Work instructions
Reproduce the data from the start through the line containing "129], [271, 208]]", inclusive, increasing every number in the answer point coordinates by 127 and leaving all other numbers unchanged. Omit the pictures.

[Pointing dataset excerpts]
• • • •
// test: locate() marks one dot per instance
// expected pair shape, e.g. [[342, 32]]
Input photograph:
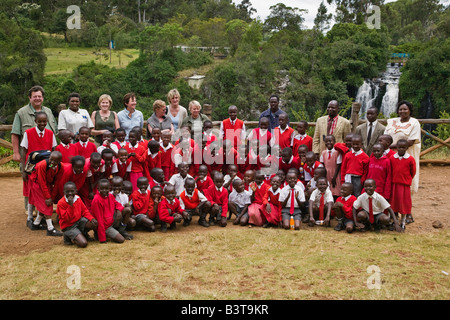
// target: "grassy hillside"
[[63, 60]]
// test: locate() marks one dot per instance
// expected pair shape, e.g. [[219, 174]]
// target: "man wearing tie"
[[332, 124], [371, 130]]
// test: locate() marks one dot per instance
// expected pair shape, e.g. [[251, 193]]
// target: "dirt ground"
[[431, 204]]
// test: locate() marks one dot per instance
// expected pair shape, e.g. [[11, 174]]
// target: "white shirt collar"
[[405, 156], [39, 132], [75, 198]]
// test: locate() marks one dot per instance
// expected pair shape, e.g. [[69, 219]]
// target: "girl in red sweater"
[[404, 166]]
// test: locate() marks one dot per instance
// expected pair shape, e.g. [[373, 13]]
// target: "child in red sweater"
[[217, 195], [343, 208], [67, 149], [194, 202], [354, 166], [386, 141], [75, 219], [258, 190], [169, 209], [140, 201], [379, 169], [166, 149], [301, 138], [311, 164], [283, 135], [136, 153], [152, 157], [84, 147], [35, 139], [42, 182], [404, 166], [122, 165], [108, 213], [233, 129], [271, 208]]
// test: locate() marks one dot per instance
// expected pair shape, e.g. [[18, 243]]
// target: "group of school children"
[[270, 178]]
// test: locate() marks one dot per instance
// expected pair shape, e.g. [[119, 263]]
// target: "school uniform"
[[103, 209], [233, 131], [137, 167], [167, 163], [354, 169], [254, 210], [68, 151], [213, 162], [282, 137], [300, 139], [178, 182], [35, 140], [205, 183], [152, 160], [405, 170], [219, 197], [347, 207], [272, 198], [309, 171], [331, 159], [292, 163], [140, 203], [374, 207], [42, 182], [320, 201], [85, 149], [380, 171], [72, 218], [120, 168], [163, 210], [291, 207]]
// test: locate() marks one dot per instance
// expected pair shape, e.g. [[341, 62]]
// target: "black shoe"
[[36, 227], [54, 233], [203, 223], [67, 241], [127, 235], [186, 223], [339, 226]]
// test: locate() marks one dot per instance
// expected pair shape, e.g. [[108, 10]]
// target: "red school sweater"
[[404, 170], [356, 165], [163, 210], [215, 196], [69, 214], [283, 139], [103, 210], [233, 132], [137, 160]]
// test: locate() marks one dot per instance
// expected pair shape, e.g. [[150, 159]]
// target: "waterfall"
[[381, 92]]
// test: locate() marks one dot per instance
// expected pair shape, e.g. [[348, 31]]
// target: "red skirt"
[[401, 198], [272, 217], [36, 198], [255, 215]]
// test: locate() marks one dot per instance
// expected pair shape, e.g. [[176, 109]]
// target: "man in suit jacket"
[[332, 124], [370, 137]]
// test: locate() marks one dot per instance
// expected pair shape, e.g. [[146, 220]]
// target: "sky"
[[262, 7]]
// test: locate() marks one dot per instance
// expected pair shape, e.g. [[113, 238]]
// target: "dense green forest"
[[306, 67]]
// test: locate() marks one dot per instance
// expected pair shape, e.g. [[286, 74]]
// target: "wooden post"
[[207, 110], [356, 106], [435, 138], [437, 146]]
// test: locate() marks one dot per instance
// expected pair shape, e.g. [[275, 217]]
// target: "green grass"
[[64, 60], [238, 263]]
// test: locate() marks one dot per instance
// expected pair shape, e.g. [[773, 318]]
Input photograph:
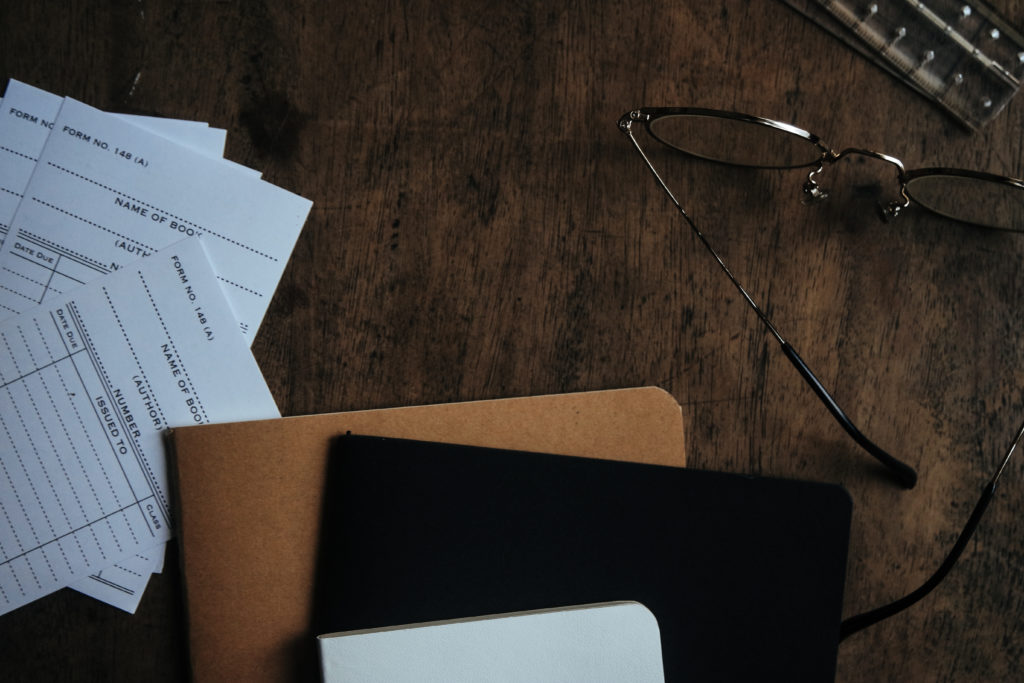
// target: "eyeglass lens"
[[738, 141], [965, 196]]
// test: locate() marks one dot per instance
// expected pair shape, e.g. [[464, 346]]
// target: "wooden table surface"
[[482, 229]]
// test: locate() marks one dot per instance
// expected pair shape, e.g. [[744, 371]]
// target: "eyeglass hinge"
[[626, 122]]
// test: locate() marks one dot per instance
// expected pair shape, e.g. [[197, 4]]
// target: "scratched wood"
[[481, 229]]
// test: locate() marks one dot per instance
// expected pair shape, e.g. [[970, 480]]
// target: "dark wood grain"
[[481, 229]]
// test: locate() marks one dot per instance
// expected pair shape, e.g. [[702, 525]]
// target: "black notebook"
[[744, 574]]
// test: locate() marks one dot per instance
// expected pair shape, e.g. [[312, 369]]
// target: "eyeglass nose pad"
[[813, 193], [890, 211]]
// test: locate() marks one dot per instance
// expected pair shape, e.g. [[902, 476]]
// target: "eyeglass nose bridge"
[[813, 193]]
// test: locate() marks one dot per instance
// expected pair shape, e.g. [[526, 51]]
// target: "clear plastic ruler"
[[961, 54]]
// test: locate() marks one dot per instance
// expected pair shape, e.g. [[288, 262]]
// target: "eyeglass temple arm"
[[905, 474], [857, 623]]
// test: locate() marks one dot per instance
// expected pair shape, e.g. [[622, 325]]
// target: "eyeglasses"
[[972, 197]]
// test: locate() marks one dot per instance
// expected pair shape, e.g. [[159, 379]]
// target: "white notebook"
[[613, 642]]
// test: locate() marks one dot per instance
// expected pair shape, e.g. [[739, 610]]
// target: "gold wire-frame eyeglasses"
[[972, 197]]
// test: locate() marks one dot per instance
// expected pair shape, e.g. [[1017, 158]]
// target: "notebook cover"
[[743, 574], [249, 505], [605, 643]]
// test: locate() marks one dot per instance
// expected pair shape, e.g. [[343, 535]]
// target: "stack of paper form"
[[101, 349]]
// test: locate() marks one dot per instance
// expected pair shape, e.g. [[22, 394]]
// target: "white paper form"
[[25, 124], [88, 384], [105, 193]]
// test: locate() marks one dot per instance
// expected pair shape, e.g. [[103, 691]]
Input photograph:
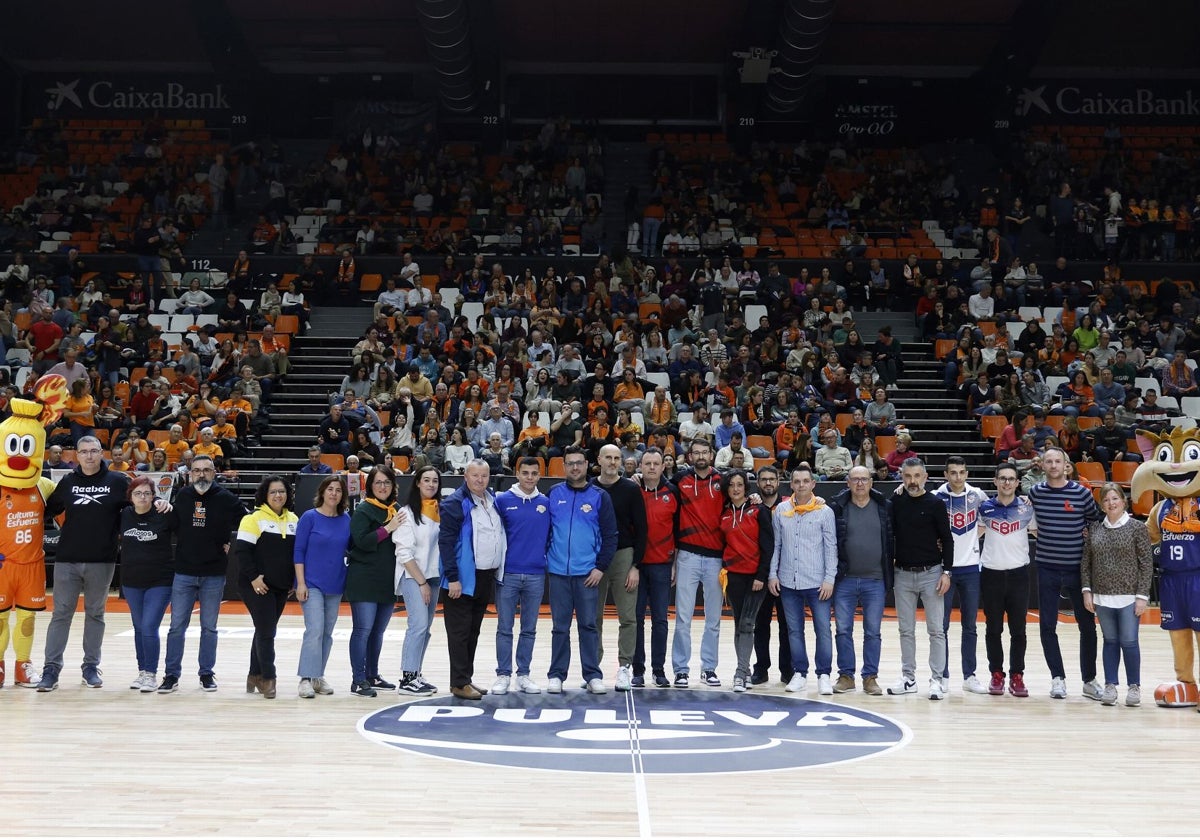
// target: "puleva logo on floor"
[[654, 731]]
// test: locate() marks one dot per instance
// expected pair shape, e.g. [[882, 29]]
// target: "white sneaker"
[[973, 685], [526, 685]]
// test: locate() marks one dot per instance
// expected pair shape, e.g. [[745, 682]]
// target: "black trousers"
[[1005, 593], [463, 616], [762, 639], [264, 611]]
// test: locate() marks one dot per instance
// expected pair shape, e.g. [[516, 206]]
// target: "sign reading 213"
[[671, 732]]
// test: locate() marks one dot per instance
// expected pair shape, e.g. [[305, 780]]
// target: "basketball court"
[[651, 762]]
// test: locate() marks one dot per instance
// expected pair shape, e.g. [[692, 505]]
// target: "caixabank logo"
[[654, 731]]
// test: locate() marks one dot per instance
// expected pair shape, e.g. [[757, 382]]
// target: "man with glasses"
[[582, 544], [864, 576], [91, 498], [203, 519], [1006, 522]]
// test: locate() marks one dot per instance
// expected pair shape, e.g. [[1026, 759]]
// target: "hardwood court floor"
[[114, 762]]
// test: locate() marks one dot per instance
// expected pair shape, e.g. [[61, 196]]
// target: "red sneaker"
[[1017, 685]]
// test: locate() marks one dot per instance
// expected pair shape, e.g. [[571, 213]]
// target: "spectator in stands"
[[334, 433], [903, 451], [1179, 381], [832, 461]]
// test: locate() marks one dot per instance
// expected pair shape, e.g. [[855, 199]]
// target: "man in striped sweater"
[[1063, 510]]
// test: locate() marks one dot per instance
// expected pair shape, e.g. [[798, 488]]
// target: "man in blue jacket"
[[582, 544], [471, 541], [525, 511]]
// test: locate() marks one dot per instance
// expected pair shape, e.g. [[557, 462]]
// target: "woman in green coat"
[[370, 579]]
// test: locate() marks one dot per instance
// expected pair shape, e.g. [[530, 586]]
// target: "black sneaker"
[[363, 690]]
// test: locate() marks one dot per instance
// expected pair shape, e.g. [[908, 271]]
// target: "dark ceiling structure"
[[465, 49]]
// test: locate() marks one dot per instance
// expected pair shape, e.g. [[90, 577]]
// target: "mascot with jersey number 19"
[[1173, 469]]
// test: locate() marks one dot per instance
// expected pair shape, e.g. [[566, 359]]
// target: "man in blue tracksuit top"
[[525, 511], [582, 544]]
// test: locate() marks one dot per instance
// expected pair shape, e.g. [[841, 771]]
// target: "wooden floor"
[[115, 762]]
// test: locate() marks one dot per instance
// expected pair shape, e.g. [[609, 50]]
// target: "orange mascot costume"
[[1173, 469], [23, 493]]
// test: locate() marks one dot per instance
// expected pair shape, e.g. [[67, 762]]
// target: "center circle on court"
[[654, 731]]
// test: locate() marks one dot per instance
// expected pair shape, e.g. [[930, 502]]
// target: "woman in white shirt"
[[459, 451], [418, 574]]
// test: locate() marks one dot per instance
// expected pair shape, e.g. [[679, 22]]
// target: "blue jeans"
[[1120, 627], [691, 573], [369, 623], [147, 609], [420, 621], [185, 592], [319, 617], [795, 600], [1051, 581], [966, 582], [569, 597], [847, 594], [653, 592], [526, 591]]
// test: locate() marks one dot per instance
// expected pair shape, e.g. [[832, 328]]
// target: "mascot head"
[[23, 435], [1171, 465]]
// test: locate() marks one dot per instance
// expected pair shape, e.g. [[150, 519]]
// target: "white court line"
[[635, 754]]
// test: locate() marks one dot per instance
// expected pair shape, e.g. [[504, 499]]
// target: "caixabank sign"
[[658, 731], [71, 95]]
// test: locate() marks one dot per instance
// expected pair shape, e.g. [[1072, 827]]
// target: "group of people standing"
[[636, 538]]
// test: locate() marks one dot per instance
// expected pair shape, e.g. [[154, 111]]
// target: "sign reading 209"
[[663, 731]]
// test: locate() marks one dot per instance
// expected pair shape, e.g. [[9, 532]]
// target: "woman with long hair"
[[418, 574], [1115, 574], [265, 552], [147, 575], [370, 579], [322, 535], [749, 544]]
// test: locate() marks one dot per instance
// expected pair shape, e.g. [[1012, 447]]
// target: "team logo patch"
[[659, 732]]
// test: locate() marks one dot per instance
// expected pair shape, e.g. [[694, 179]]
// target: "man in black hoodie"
[[203, 519], [93, 498]]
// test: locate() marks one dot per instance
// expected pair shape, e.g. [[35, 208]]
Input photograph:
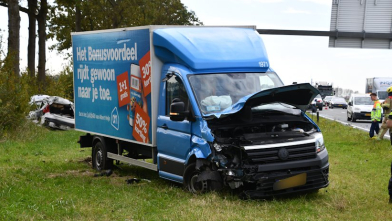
• • • •
Problem solution
// test: locate() marks one dot per instance
// expected pair shape, e.g. [[342, 32]]
Input photograph:
// target: "grassy hillside"
[[190, 187]]
// test: locate() marks one dot per instance
// expected pair shape, e.g. [[219, 174]]
// target: "man wearing tie"
[[459, 251], [498, 257]]
// test: locate() marks one dot per instance
// expected pair shape, e.g. [[251, 193]]
// target: "dirt ground"
[[558, 331]]
// test: locate() marks one dot per instance
// expected pair shape, e.g. [[11, 174]]
// target: "white shirt collar"
[[532, 283], [166, 259], [202, 325]]
// test: locate() marks one dot per instance
// expected pair shape, e.g. [[69, 219]]
// target: "girl in red sweater"
[[531, 293]]
// test: locate() marks one dot per instance
// expected pair shape, e.g. [[373, 13]]
// target: "child in red sweater"
[[344, 322], [470, 335], [194, 276], [321, 329], [481, 293], [513, 268], [202, 346], [385, 317], [296, 336], [267, 328], [506, 296], [293, 276], [428, 265], [438, 291], [410, 262], [263, 280], [279, 284], [211, 274], [162, 266], [169, 309], [531, 293], [249, 292], [235, 340], [360, 256], [398, 335]]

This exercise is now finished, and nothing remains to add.